> _Image-backed grounding data_
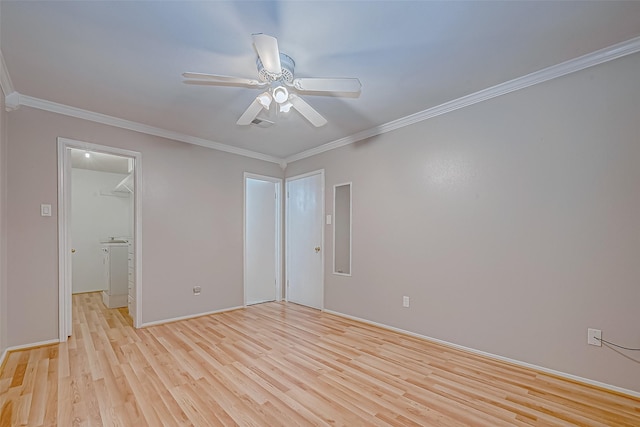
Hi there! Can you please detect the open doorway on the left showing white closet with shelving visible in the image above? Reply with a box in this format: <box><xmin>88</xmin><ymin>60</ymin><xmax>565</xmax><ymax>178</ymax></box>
<box><xmin>58</xmin><ymin>138</ymin><xmax>141</xmax><ymax>341</ymax></box>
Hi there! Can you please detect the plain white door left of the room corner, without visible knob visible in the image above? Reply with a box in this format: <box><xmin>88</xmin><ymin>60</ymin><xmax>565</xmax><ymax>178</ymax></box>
<box><xmin>244</xmin><ymin>177</ymin><xmax>282</xmax><ymax>305</ymax></box>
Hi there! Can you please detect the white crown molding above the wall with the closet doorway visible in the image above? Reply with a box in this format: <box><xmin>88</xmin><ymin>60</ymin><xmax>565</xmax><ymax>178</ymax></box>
<box><xmin>16</xmin><ymin>92</ymin><xmax>282</xmax><ymax>164</ymax></box>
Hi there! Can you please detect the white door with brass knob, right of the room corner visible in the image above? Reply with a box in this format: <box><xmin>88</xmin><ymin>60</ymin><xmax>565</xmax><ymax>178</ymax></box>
<box><xmin>287</xmin><ymin>171</ymin><xmax>324</xmax><ymax>309</ymax></box>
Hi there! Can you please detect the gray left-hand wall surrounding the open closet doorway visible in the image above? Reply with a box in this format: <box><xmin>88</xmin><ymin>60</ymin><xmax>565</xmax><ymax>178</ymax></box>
<box><xmin>7</xmin><ymin>107</ymin><xmax>283</xmax><ymax>346</ymax></box>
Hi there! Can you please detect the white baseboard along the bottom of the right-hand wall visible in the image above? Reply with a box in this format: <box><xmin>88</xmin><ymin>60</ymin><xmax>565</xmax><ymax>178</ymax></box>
<box><xmin>322</xmin><ymin>310</ymin><xmax>640</xmax><ymax>398</ymax></box>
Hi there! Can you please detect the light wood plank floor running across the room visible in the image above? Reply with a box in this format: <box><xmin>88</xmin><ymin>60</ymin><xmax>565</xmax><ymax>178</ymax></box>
<box><xmin>0</xmin><ymin>293</ymin><xmax>640</xmax><ymax>427</ymax></box>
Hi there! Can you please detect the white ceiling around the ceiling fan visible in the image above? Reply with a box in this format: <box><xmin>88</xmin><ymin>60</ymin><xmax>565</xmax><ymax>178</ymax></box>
<box><xmin>0</xmin><ymin>0</ymin><xmax>640</xmax><ymax>159</ymax></box>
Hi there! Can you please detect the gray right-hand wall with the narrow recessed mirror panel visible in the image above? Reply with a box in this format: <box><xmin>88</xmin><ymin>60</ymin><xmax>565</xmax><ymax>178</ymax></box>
<box><xmin>286</xmin><ymin>54</ymin><xmax>640</xmax><ymax>392</ymax></box>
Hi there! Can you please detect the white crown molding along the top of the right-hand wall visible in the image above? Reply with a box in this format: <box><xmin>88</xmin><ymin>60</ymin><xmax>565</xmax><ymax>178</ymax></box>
<box><xmin>285</xmin><ymin>37</ymin><xmax>640</xmax><ymax>163</ymax></box>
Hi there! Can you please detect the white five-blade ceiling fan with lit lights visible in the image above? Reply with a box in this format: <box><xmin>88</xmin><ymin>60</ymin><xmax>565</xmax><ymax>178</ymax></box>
<box><xmin>182</xmin><ymin>34</ymin><xmax>362</xmax><ymax>127</ymax></box>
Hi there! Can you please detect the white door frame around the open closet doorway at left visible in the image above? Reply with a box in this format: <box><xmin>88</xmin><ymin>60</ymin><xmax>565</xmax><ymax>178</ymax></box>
<box><xmin>58</xmin><ymin>137</ymin><xmax>142</xmax><ymax>342</ymax></box>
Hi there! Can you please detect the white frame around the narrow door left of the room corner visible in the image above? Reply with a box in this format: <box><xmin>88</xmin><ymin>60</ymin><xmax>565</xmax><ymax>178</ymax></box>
<box><xmin>242</xmin><ymin>172</ymin><xmax>282</xmax><ymax>308</ymax></box>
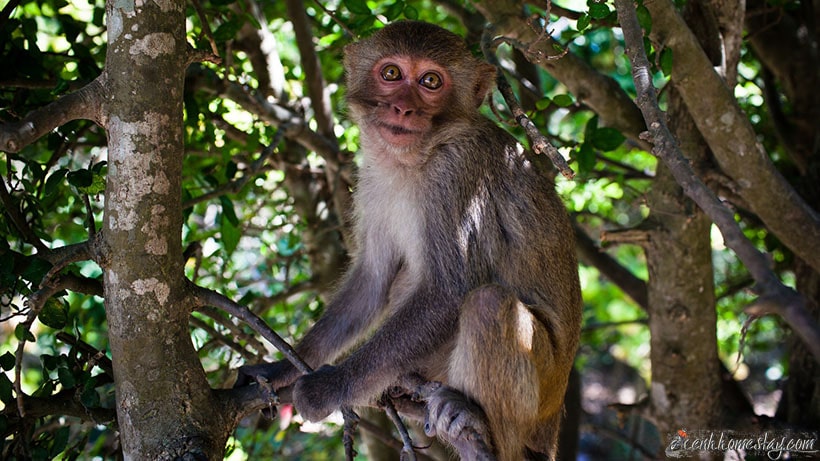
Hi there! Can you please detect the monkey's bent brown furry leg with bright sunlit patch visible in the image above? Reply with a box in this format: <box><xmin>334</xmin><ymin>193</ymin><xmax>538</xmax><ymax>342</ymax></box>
<box><xmin>447</xmin><ymin>285</ymin><xmax>555</xmax><ymax>461</ymax></box>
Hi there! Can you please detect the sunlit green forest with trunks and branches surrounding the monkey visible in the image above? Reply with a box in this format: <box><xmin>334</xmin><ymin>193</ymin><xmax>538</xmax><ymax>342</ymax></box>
<box><xmin>0</xmin><ymin>0</ymin><xmax>820</xmax><ymax>459</ymax></box>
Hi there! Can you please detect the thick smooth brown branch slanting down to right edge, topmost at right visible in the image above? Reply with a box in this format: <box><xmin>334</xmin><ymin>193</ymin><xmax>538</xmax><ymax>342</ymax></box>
<box><xmin>644</xmin><ymin>0</ymin><xmax>820</xmax><ymax>274</ymax></box>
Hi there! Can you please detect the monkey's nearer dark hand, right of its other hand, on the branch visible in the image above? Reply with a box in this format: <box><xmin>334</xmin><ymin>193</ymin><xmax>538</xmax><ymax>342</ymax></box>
<box><xmin>293</xmin><ymin>365</ymin><xmax>346</xmax><ymax>422</ymax></box>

> _WORK TO COMPLETE_
Output exactly the lines from the one containing "Hi there! Can you please detect the sunlit" through the last line of the entries, both ends included.

> _REPLY_
Hi there! Can you please detect the sunlit green forest with trunks and branches surrounding the monkey visible in the image above? Reply with a box in this format: <box><xmin>334</xmin><ymin>193</ymin><xmax>538</xmax><ymax>342</ymax></box>
<box><xmin>0</xmin><ymin>0</ymin><xmax>820</xmax><ymax>459</ymax></box>
Hi there! Can you please detect the thick smooth brown branch slanting down to right edge, topmost at right visible in the image above? Reply with a box in this format: <box><xmin>334</xmin><ymin>193</ymin><xmax>538</xmax><ymax>342</ymax></box>
<box><xmin>644</xmin><ymin>0</ymin><xmax>820</xmax><ymax>274</ymax></box>
Hi there! Can you please detect the monkey's nearer dark hand, right of its other hand, on the branch visible in the image above? Reply with a box in this format: <box><xmin>334</xmin><ymin>193</ymin><xmax>538</xmax><ymax>342</ymax></box>
<box><xmin>293</xmin><ymin>365</ymin><xmax>346</xmax><ymax>422</ymax></box>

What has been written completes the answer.